**Exercise task:**
Please write out the material below exactly as given.

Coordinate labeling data

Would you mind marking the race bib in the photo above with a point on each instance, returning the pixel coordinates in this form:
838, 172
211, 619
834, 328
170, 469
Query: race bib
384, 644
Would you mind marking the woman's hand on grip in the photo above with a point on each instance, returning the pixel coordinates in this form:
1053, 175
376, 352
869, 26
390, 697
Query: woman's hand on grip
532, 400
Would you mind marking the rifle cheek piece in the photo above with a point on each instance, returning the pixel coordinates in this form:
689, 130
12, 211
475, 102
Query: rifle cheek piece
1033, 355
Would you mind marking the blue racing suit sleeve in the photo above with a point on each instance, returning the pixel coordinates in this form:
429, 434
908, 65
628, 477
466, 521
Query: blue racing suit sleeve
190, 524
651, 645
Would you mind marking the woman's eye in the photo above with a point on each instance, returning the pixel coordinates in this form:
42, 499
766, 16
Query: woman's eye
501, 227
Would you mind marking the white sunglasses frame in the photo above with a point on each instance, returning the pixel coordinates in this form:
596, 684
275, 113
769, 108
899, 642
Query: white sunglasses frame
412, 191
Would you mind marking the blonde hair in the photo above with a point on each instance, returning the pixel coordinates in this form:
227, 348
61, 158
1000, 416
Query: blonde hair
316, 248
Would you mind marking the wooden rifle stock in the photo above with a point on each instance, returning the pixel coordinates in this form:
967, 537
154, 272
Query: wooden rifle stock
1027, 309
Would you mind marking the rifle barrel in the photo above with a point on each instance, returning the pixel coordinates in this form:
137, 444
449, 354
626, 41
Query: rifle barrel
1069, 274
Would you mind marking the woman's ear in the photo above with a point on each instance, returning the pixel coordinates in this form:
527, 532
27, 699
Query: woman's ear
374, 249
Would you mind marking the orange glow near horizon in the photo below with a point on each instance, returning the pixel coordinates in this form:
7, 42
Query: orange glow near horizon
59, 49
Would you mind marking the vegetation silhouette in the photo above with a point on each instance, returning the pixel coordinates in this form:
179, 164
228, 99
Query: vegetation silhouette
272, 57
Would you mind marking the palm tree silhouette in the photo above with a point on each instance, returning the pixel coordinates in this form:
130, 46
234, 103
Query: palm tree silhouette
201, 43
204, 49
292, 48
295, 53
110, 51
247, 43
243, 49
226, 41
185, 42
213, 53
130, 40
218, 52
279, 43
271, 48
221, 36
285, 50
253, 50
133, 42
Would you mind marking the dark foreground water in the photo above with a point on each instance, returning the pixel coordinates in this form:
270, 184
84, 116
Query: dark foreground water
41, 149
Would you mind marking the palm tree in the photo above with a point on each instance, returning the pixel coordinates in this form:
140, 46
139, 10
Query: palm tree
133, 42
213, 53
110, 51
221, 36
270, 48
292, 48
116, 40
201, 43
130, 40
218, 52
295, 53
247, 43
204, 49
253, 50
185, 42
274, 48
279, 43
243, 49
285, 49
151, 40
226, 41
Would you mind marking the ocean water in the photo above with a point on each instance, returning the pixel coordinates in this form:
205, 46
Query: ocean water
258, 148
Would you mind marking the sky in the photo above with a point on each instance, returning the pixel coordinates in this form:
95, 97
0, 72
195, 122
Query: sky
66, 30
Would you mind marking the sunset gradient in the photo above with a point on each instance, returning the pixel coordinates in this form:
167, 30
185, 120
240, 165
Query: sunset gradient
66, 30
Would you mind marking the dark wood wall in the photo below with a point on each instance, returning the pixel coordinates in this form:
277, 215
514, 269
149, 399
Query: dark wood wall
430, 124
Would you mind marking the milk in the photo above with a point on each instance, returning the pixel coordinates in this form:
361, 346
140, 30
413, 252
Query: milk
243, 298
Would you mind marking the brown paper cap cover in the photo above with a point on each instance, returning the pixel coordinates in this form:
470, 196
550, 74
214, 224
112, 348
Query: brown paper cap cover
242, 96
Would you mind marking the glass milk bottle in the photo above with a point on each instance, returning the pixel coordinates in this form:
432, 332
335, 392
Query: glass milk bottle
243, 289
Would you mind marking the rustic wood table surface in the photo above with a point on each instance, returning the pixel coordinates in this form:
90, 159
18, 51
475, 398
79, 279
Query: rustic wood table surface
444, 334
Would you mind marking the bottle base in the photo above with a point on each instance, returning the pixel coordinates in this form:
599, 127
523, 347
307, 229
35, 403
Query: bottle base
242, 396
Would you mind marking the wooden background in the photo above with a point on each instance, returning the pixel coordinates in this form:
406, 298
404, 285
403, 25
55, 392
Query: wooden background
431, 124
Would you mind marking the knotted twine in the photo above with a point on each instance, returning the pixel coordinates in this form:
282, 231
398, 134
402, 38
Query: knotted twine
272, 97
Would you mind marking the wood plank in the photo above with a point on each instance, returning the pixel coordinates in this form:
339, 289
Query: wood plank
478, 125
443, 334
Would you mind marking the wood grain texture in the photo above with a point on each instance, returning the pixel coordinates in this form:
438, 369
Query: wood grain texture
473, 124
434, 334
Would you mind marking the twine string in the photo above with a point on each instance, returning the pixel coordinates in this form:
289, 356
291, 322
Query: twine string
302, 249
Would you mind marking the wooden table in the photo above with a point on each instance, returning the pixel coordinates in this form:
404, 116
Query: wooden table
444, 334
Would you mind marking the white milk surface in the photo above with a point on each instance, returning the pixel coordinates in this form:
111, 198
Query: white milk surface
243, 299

**Task output:**
Would you mind marking the race bib in the photo above with a point on each instance, returning the pixel coordinates in this form:
838, 172
211, 619
834, 328
170, 469
Query: race bib
384, 644
Would you mind marking the woman's hand on grip in the photo above with a point on each instance, returning the pixel coordinates in this form:
1053, 175
376, 352
869, 26
390, 697
Query: woman's hand on grip
532, 400
Would you mind marking the rifle cheek piece in the photo above with a point on each instance, returning the pixel coordinates in this form:
689, 130
12, 211
475, 102
Query: rifle cheek piece
1033, 355
Would you mind marking the blue racing suit sleeve in the photo above with a point on each instance, returning the pixel coordinates in this form:
429, 434
908, 65
628, 477
466, 521
Query: blue racing suit sleeve
190, 524
651, 645
Would you mind marking the woman's eye in the photo above with a point on each instance, returning the pixel coordinates in this form:
42, 499
766, 16
Query: woman's eye
501, 227
Would you mind marking the white sunglasses frame in the photo above with a point on each instance, returning the pixel coordinates in this form:
596, 684
275, 113
769, 108
899, 642
Query: white sunglasses frame
412, 191
Would you mind marking the blonde hair in the photo above with a point on each instance, returning the pixel coordinates in this form:
227, 348
61, 158
1000, 416
Query: blonde hair
316, 248
Would you mind marking the wooden rifle stock in the photo above with a point on each instance, returning the pixel coordinates in this form:
967, 537
154, 272
Query: wooden rifle stock
1027, 309
Would you mind marking the rifle barrel in the photo above with a point on each instance, returning the pixel coordinates in this form:
137, 444
449, 354
626, 41
Query: rifle barrel
1069, 274
Would you mind marking the woman's ear in the photo above with a point on each instance, returning the pixel coordinates in this form:
527, 532
27, 699
Query: woman's ear
374, 249
Would you mind marking the orange glow near horizon in the photo below with a point on each instance, returning the pixel coordinates in this form:
7, 42
Query: orange glow near horizon
59, 49
Would you mind marking the vegetation silhouette in the photo above with a point on each instance, returning the pixel coordinates in this form:
179, 164
228, 99
Query: vegetation silhouette
272, 57
Would you mind marking the palm tree silhouette in the photo above with a point on each instance, returning the pixel coordinates in this form:
130, 46
234, 103
Query: palm tree silhouette
201, 43
204, 49
292, 48
295, 53
110, 51
247, 43
243, 49
226, 41
185, 42
213, 53
130, 40
218, 52
279, 43
271, 48
221, 36
285, 50
253, 50
133, 42
Would you mind marking the dark foreground water in the photo above with a point on each instance, returning the pixel coordinates in this form:
270, 184
84, 116
Query: dark foreground water
41, 149
Would you mind marking the palm tree in the photo above with a point on each instance, returning the pixel coordinates in this form:
140, 46
139, 10
Query: palm tree
133, 42
213, 53
110, 51
221, 36
270, 48
292, 48
116, 40
201, 43
130, 40
218, 52
295, 53
247, 43
204, 49
253, 50
185, 42
274, 48
279, 43
243, 49
285, 49
151, 40
226, 41
Would you mind marking the ocean water in the photo above with a point on each instance, returning the pixel coordinates in this form:
205, 46
Query: ocean water
258, 148
Would you mind marking the sky in the photo above with a point on each instance, returning the pixel coordinates in this form:
95, 97
0, 72
195, 122
Query: sky
66, 30
Would you mind marking the sunset gradient in the photo above with a point on each instance, returning the pixel coordinates in this form:
167, 30
185, 120
240, 165
Query: sunset gradient
66, 30
Would you mind marking the dark wood wall in the photo below with a point on each instance, returning the pixel coordinates in this form:
277, 215
514, 269
149, 399
Query: dark wood wall
430, 124
Would you mind marking the milk in the photo above with a point on each instance, returning the pixel coordinates in this form:
361, 346
140, 30
413, 252
Query: milk
243, 298
Would you mind marking the brown paper cap cover in the photo above with a point on each instance, returning the pixel coordinates in this form:
470, 196
550, 74
214, 224
112, 348
Query: brown paper cap cover
242, 96
Would you mind marking the glass milk bottle in the photo above with a point on each instance, returning the pixel coordinates in this form:
432, 332
335, 392
Query: glass milk bottle
243, 289
Would you mind marking the rustic wood table surface in the photo above with a point on each instance, returning the pixel coordinates in this form:
90, 159
18, 51
475, 398
79, 279
Query: rustic wood table surface
444, 334
Would you mind marking the bottle base in the photo above with a point on each instance, returning the pixel coordinates in this form:
599, 127
523, 347
307, 229
35, 403
Query: bottle base
242, 396
Would you mind marking the wooden background in the photo above with a point on each instance, returning the pixel coordinates in this form:
406, 298
404, 285
403, 25
55, 392
Query: wooden background
431, 124
Would you mind marking the knotted twine in the photo above with a point on each instance, returning the pixel coordinates in this form:
282, 231
398, 134
402, 38
Query: knotted twine
272, 97
Would you mind marking the wood plank in the photo above with a point on each instance, returning the pixel coordinates in this form:
339, 289
Query: wood plank
478, 125
443, 334
Would you mind marking the wood grain texture in the photo above with a point on each instance, returning the pixel coordinates in this form:
438, 369
Query: wood grain texture
473, 124
434, 334
Would you mind marking the twine string in the photo above with a point on each instance, returning the pixel coordinates in this form:
289, 356
291, 322
Query: twine string
302, 249
Would you mind marking the wooden table in the photo above with a point on each instance, returning the pixel coordinates in this form:
404, 116
Query: wooden table
444, 334
Would you mind marking the white milk surface in the photo above with a point on each instance, returning the pixel coordinates in this form:
111, 198
Query: white milk surface
243, 299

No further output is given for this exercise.